Travail demandé:
• 1. Recopiez sans la moindre modification le passage de l'hommage à Samir Amin qui commence par les mots contenant « - Samir Amin » et se termine par « de nouvelles situations. ».
• 2. Affichez chacune des lignes de la liste où figure le mot « jacket ».

Texte extrait:
/---

Samir Amin: L’intellectuel de renommée internationale épris de justice sociale
Ebrima Sall rend hommage à Samir Amin à l’occasion de son 80ème anniversaire, en particulier pour son engagement en faveur de la justice sociale en même que pour ses qualités intellectuelles qui lui ont valu une réputation internationale
En février de cette année, CODESRIA a publié un livre contenant les conversations de Samir Amin avec Demba Moussa Dembele de l’Africa Forum for Alternatives. Le titre du livre est
"Samir Amin : l’intellectuel organique au service de l’émancipation du Sud". Le lancement du livre à Dakar, au cours du Forum Social Mondial en février 2011, a été l’occasion de célébrer Samir Amin, l’homme et la cause qu’il a toujours défendue et ce dans le cadre du forum qu’il a contribué à mettre sur pied. La liste des qualités dont il a été fait état et les témoignages sur sa personne est trop longue pour être reproduite ici. Ceux que je trouve particulièrement remarquables peuvent cependant être partagés :
- Le professeur Samir Amin est un intellectuel de réputation mondiale, dont les travaux incluent plus de quarante livres qui, à ce jour, sont considérés comme de classiques des études du développement.
- Samir Amin est non seulement un auteur très prolixe mais également un penseur raffiné qui a la capacité de formuler des théories extrêmement complexes en un langage facilement compréhensible. Samir dit avoir lu Marx, tous les ouvrages de Marx tous les 20 ans. En lisant les livres de Samir, il devient évident que sa propre compréhension de Marx n’est pas superficielle, mais suffisamment profonde pour qu’il puisse transcender et l’utiliser de façon créative là où il faut et étendre Marx à de nouveaux contextes, à de nouvelles situations.
- Son livre intitulé "Accumulation on a world scale" (Accumuler à l’échelle mondiale), analyse la récente crise financière globale, dont il a prévu l’ampleur des mois avant que les institutions de Bretton Woods commencent à la discuter. De même, son analyse approfondie du "Printemps arabe", démontre que Samir à une compréhension approfondie du fonctionnement du système capitaliste mondiale et "sa" mission a été de mettre en lumière les injustices du système global et son extraordinaire capacité de se transformer dans le temps et l’espace.

\---

Données saisies:
/---

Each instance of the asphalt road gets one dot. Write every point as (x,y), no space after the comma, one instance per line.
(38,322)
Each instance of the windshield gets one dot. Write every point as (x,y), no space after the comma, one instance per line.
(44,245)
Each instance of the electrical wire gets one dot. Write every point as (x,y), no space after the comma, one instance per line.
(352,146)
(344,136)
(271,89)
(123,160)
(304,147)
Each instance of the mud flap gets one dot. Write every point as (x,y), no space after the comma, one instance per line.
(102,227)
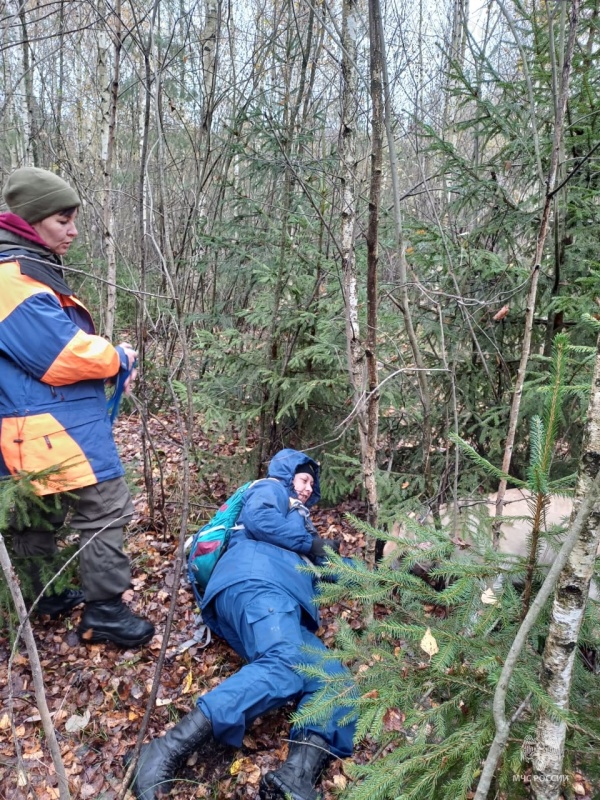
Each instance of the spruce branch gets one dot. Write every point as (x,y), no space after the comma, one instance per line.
(501,722)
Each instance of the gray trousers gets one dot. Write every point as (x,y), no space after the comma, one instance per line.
(99,513)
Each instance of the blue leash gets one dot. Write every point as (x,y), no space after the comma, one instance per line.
(114,401)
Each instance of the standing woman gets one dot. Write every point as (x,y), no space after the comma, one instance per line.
(53,416)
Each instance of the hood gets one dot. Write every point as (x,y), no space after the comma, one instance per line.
(283,467)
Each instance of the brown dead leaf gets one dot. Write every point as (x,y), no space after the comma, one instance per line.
(393,719)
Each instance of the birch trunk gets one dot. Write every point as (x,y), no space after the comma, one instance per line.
(567,615)
(369,455)
(110,93)
(28,116)
(347,152)
(561,105)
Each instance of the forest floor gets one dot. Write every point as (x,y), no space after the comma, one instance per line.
(98,694)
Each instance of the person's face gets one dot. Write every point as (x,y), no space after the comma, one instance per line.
(303,484)
(58,231)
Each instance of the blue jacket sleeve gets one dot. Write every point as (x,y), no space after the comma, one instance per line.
(267,517)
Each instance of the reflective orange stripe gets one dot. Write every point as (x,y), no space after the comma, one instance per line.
(39,443)
(86,357)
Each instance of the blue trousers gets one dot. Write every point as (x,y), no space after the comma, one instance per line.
(264,626)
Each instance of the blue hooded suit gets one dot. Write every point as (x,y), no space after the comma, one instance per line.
(264,606)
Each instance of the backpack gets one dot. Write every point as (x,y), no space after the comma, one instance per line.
(210,542)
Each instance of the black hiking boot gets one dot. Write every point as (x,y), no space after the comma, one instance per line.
(296,779)
(53,605)
(161,758)
(113,621)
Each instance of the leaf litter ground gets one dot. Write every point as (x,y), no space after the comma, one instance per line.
(97,694)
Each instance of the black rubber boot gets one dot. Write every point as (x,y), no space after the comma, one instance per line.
(113,621)
(53,605)
(161,758)
(296,779)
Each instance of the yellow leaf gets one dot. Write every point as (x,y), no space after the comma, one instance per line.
(489,598)
(429,644)
(187,684)
(236,766)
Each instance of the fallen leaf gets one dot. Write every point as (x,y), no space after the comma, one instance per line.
(489,598)
(77,722)
(428,644)
(187,683)
(393,719)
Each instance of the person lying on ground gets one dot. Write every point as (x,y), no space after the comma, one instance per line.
(265,607)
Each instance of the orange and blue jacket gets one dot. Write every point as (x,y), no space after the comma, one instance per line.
(53,369)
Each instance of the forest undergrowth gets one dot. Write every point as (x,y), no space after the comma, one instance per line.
(98,694)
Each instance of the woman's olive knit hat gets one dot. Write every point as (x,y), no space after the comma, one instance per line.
(34,194)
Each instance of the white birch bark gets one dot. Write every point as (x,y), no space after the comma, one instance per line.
(110,88)
(568,609)
(347,152)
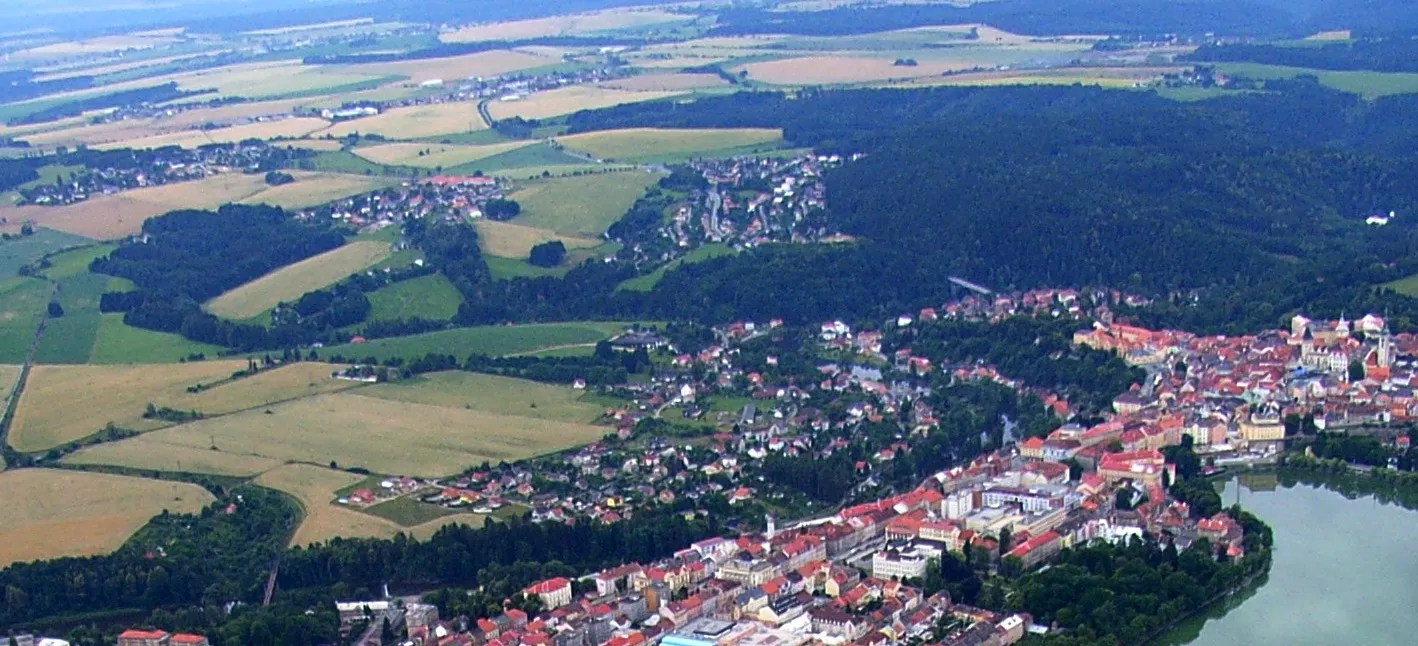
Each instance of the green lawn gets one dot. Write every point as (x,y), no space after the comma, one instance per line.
(521,162)
(647,282)
(21,308)
(583,206)
(1361,82)
(119,343)
(509,268)
(492,340)
(428,296)
(26,250)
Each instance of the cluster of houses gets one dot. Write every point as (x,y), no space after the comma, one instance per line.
(158,167)
(1234,393)
(747,201)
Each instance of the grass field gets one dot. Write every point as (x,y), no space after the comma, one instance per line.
(315,486)
(58,513)
(294,281)
(563,101)
(21,308)
(428,296)
(1361,82)
(65,403)
(589,23)
(282,128)
(434,155)
(30,248)
(416,122)
(492,340)
(488,393)
(652,142)
(580,206)
(647,282)
(380,435)
(111,217)
(455,68)
(118,394)
(119,343)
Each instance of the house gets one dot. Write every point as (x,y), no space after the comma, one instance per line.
(143,638)
(553,592)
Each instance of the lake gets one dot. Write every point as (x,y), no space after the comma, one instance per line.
(1343,573)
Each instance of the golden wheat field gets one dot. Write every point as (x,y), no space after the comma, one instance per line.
(58,513)
(509,240)
(294,281)
(65,403)
(380,435)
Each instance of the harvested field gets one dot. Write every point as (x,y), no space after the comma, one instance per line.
(294,281)
(57,513)
(563,26)
(563,101)
(116,216)
(315,189)
(145,454)
(109,217)
(457,68)
(650,82)
(416,122)
(509,240)
(492,340)
(580,206)
(488,393)
(652,142)
(359,431)
(820,70)
(281,128)
(436,155)
(65,403)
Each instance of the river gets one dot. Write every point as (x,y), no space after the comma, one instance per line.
(1343,573)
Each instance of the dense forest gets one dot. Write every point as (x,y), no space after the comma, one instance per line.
(1376,54)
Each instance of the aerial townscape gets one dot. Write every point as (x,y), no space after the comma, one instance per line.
(705,323)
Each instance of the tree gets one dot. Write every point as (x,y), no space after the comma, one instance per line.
(548,254)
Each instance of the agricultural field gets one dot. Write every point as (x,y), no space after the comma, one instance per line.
(119,343)
(21,308)
(657,142)
(650,82)
(488,393)
(1360,82)
(294,281)
(30,248)
(297,126)
(65,403)
(315,486)
(563,101)
(580,206)
(491,340)
(60,513)
(414,122)
(515,241)
(380,435)
(457,68)
(430,298)
(116,216)
(579,24)
(436,155)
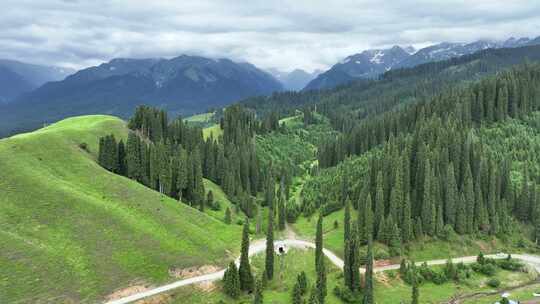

\---

Résultats obtenus:
• 1.
- Samir Amin est non seulement un auteur très prolixe mais également un penseur raffiné qui a la capacité de formuler des théories extrêmement complexes en un langage facilement compréhensible. Samir dit avoir lu Marx, tous les ouvrages de Marx tous les 20 ans. En lisant les livres de Samir, il devient évident que sa propre compréhension de Marx n’est pas superficielle, mais suffisamment profonde pour qu’il puisse transcender et l’utiliser de façon créative là où il faut et étendre Marx à de nouveaux contextes, à de nouvelles situations.

• 2.
Each instance of the blue jacket sleeve gets one dot. Write every point as (x,y), no space after the comma, one instance per line.
Each instance of the orange and blue jacket gets one dot. Write every point as (x,y), no space after the comma, one instance per line.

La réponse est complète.